- [DIRECTIONS]
1. Reproduce the whole passage on the Temple Mount in Jerusalem word for word.
2. Transcribe the entries from the line containing "Each instance of the blue sky" through the line containing "[[430, 114], [40, 43]]", including both of those lines and nothing else.

- [SOURCE TEXT]
============

The Temple Mount in Jerusalem at the dawn of the seventh century CE

Jews who saw or heard Christians processing around Jerusalem must have been both fascinated and frustrated. While Christian pilgrims and pious residents were marching from Constantine’s Church of the Holy Sepulcher to Justinian’s New Church, stopping at other holy sites inside and outside the city walls, the most sacred site for Jews, the ruined Temple Mount, remained an urban eyesore (Figure 14.1). Justinian’s own massive New Church, perched on its natural and man‐made hill, not only towered over the city. It looked down on this urban scar, an open wound for many members of the Jewish community who stood in the shadow of the Temple platform and Justinian’s Jerusalem.

Image described by caption and surrounding text.

Figure 14.1 The Temple platform, where two Jewish Temples once stood until the second was destroyed by a Roman army in 70 CE. Almost every Christian Roman emperor from the politically accommodating, like Constantine, to hard‐liners like Theodosius chose to leave it barren and desolate. In doing so, all asserted the political and cultural superiority of Christianity over Jewish history by leaving this important Jewish worship place in ruins. Beginning with the Umayyad ruler ‘Abd al‐Malik, Muslim rulers of Jerusalem – looking to distinguish themselves from other “People of the Book” – would communicate the same message taking a slightly different approach. Instead of leaving the platform in ruins, ‘Abd al‐Malik would erect the shrine, the Dome of the Rock, directly in its center. By the tenth century CE, a mosque would be constructed nearby (off to the right). The site is known in Arabic as Al Haram al Sharif (“The Noble Sanctuary”).

Photo credit: Author’s photo, 2007.

============

- [DATASET ENTRIES]
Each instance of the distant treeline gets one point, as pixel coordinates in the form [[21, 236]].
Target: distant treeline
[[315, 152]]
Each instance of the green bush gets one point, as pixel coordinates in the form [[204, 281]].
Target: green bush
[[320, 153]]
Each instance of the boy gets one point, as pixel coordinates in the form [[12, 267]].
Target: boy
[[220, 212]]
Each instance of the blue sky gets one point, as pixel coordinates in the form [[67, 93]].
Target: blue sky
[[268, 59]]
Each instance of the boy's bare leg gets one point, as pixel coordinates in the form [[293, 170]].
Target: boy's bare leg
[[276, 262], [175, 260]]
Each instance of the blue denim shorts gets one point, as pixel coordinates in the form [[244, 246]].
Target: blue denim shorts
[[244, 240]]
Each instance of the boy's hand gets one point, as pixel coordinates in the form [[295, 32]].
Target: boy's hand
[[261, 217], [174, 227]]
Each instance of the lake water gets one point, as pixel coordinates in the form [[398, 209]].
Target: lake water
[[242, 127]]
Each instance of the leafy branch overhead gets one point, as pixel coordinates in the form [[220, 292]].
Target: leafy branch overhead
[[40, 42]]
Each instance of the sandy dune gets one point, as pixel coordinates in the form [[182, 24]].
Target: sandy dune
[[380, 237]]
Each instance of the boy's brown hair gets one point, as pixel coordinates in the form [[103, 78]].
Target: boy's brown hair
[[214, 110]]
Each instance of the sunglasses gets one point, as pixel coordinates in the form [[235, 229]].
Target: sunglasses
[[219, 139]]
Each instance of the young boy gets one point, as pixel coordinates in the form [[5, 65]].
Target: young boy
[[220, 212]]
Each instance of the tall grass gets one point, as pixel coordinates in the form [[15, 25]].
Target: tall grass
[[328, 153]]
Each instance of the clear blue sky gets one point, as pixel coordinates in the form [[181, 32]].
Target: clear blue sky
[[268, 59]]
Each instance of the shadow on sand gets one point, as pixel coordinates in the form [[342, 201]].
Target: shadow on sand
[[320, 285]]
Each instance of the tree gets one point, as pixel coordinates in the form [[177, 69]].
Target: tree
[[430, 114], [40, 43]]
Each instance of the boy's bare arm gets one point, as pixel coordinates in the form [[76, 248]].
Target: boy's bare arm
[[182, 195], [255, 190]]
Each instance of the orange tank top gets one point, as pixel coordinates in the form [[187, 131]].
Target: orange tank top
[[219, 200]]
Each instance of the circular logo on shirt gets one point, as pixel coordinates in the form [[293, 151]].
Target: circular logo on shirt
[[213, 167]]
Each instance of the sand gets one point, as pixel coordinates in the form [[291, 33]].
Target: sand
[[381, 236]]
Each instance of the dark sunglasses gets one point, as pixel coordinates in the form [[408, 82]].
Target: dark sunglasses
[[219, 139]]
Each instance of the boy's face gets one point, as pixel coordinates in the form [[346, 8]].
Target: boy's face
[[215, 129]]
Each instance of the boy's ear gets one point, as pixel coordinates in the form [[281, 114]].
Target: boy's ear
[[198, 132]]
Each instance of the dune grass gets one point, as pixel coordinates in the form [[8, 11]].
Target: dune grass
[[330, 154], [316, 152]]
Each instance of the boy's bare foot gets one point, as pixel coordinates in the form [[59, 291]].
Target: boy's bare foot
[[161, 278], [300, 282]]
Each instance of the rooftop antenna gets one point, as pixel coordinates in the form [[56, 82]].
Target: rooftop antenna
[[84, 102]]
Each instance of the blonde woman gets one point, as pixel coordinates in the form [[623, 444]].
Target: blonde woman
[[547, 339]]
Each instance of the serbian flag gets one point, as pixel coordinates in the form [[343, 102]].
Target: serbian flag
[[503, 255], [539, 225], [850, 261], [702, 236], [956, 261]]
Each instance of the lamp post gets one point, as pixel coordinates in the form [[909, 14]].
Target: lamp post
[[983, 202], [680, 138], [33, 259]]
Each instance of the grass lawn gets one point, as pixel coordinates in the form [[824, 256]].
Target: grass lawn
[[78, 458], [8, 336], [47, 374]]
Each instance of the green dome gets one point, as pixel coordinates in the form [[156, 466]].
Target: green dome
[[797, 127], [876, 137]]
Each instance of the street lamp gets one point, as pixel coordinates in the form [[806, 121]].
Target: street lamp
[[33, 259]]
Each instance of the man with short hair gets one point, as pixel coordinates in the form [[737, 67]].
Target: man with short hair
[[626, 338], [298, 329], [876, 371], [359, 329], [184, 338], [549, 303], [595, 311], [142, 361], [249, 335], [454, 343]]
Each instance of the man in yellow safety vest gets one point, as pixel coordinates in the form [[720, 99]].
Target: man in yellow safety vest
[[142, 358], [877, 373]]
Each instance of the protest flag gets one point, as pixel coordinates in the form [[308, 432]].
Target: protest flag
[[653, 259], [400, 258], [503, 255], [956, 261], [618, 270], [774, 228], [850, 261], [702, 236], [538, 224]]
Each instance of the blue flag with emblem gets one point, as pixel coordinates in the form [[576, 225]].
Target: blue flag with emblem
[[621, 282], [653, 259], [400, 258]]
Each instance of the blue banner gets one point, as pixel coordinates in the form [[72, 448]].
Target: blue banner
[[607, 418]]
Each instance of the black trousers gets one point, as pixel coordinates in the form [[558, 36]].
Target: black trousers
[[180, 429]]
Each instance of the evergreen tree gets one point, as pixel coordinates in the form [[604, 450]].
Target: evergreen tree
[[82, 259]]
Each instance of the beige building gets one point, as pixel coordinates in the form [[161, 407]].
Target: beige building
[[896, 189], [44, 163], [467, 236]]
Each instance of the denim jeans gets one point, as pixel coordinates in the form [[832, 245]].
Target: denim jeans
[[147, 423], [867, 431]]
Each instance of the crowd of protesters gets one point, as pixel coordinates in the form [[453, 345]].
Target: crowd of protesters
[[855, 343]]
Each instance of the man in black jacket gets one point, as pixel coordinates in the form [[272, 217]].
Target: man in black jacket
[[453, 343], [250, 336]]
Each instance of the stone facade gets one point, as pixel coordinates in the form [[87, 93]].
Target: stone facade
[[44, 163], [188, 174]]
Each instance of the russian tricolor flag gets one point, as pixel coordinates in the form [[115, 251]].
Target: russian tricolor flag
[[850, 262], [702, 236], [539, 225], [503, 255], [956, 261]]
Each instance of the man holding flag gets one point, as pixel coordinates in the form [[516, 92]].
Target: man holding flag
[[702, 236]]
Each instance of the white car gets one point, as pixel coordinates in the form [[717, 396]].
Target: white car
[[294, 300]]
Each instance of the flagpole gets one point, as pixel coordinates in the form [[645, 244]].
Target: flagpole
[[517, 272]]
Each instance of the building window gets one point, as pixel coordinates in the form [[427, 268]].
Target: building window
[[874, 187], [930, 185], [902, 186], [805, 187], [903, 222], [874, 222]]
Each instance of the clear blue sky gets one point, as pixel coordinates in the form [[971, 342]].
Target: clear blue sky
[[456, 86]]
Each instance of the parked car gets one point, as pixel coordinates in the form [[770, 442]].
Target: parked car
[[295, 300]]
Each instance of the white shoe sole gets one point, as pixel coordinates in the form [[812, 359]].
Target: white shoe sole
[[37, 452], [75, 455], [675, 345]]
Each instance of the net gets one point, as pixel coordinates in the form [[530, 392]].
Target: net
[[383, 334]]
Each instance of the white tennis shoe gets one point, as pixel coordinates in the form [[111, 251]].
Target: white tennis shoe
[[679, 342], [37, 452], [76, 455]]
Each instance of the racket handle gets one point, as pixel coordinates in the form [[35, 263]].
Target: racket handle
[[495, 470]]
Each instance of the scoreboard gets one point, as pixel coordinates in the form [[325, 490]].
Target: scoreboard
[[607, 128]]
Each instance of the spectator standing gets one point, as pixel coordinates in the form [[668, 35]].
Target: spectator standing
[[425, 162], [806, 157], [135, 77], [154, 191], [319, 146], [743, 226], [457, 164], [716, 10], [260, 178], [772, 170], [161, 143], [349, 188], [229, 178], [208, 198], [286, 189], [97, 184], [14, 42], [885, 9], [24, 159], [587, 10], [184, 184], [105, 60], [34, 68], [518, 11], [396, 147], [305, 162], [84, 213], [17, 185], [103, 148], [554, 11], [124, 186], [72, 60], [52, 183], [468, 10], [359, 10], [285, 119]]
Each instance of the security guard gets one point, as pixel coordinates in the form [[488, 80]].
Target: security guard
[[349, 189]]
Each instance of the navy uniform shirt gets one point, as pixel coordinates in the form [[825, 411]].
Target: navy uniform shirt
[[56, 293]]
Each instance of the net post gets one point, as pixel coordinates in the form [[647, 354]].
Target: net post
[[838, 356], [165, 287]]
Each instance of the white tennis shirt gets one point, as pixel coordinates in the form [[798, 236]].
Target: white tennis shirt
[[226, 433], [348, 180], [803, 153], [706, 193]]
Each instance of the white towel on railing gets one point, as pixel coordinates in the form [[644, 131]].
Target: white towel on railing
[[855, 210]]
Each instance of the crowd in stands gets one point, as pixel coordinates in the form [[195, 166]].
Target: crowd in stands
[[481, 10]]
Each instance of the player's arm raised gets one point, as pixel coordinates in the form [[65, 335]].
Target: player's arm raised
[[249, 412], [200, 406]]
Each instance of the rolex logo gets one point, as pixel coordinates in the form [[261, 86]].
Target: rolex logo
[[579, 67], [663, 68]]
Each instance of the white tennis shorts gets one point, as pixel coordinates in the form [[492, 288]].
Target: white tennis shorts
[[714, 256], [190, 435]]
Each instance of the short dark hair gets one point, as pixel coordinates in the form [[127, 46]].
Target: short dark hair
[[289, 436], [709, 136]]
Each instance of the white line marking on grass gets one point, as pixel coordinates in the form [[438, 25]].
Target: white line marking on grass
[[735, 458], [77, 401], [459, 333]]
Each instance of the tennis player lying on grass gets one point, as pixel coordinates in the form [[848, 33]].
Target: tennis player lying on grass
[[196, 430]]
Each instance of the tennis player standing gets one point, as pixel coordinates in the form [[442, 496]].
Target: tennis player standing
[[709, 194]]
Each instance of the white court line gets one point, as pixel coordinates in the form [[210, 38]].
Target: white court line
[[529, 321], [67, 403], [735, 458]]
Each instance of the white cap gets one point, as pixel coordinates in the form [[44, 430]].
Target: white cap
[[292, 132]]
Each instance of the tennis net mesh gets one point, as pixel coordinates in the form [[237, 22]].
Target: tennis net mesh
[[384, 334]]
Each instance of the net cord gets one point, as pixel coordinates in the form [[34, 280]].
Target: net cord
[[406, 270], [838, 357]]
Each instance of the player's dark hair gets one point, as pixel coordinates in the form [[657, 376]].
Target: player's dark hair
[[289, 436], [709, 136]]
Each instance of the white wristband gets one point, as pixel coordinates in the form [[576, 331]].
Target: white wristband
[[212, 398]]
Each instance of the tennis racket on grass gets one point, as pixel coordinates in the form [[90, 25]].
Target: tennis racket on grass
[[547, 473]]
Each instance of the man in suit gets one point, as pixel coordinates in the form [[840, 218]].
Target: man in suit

============

- [ANSWER SET]
1.
The Temple Mount in Jerusalem at the dawn of the seventh century CE

Jews who saw or heard Christians processing around Jerusalem must have been both fascinated and frustrated. While Christian pilgrims and pious residents were marching from Constantine’s Church of the Holy Sepulcher to Justinian’s New Church, stopping at other holy sites inside and outside the city walls, the most sacred site for Jews, the ruined Temple Mount, remained an urban eyesore (Figure 14.1). Justinian’s own massive New Church, perched on its natural and man‐made hill, not only towered over the city. It looked down on this urban scar, an open wound for many members of the Jewish community who stood in the shadow of the Temple platform and Justinian’s Jerusalem.

Image described by caption and surrounding text.

Figure 14.1 The Temple platform, where two Jewish Temples once stood until the second was destroyed by a Roman army in 70 CE. Almost every Christian Roman emperor from the politically accommodating, like Constantine, to hard‐liners like Theodosius chose to leave it barren and desolate. In doing so, all asserted the political and cultural superiority of Christianity over Jewish history by leaving this important Jewish worship place in ruins. Beginning with the Umayyad ruler ‘Abd al‐Malik, Muslim rulers of Jerusalem – looking to distinguish themselves from other “People of the Book” – would communicate the same message taking a slightly different approach. Instead of leaving the platform in ruins, ‘Abd al‐Malik would erect the shrine, the Dome of the Rock, directly in its center. By the tenth century CE, a mosque would be constructed nearby (off to the right). The site is known in Arabic as Al Haram al Sharif (“The Noble Sanctuary”).

Photo credit: Author’s photo, 2007.

2.
Each instance of the blue sky gets one point, as pixel coordinates in the form [[67, 93]].
Target: blue sky
[[268, 59]]
Each instance of the boy's bare leg gets one point, as pixel coordinates in the form [[293, 170]].
Target: boy's bare leg
[[276, 262], [175, 260]]
Each instance of the blue denim shorts gets one point, as pixel coordinates in the form [[244, 246]].
Target: blue denim shorts
[[244, 240]]
Each instance of the boy's hand gets one point, as pixel coordinates in the form [[295, 32]].
Target: boy's hand
[[261, 217], [174, 227]]
Each instance of the lake water gets one point, as pixel coordinates in the form [[398, 209]].
Target: lake water
[[242, 127]]
Each instance of the leafy branch overhead gets one point, as pixel coordinates in the form [[220, 292]].
Target: leafy branch overhead
[[40, 42]]
Each instance of the sandy dune gets one point, as pixel coordinates in the form [[182, 24]].
Target: sandy dune
[[380, 237]]
Each instance of the boy's brown hair gets one point, as pixel coordinates in the form [[103, 78]].
Target: boy's brown hair
[[214, 110]]
Each instance of the sunglasses gets one point, as pixel coordinates in the form [[235, 229]].
Target: sunglasses
[[219, 139]]
Each instance of the young boy gets one point, as pixel coordinates in the form [[5, 65]].
Target: young boy
[[220, 212]]
Each instance of the tall grass gets one point, as pixel coordinates in the form [[15, 25]].
Target: tall grass
[[328, 153]]
Each instance of the clear blue sky gets one point, as pixel coordinates in the form [[181, 32]].
Target: clear blue sky
[[268, 59]]
Each instance of the shadow on sand gets one point, as pixel coordinates in the form [[342, 201]].
Target: shadow on sand
[[320, 285]]
Each instance of the tree gets one point, as pixel coordinates in the form [[177, 69]].
Target: tree
[[430, 114], [40, 43]]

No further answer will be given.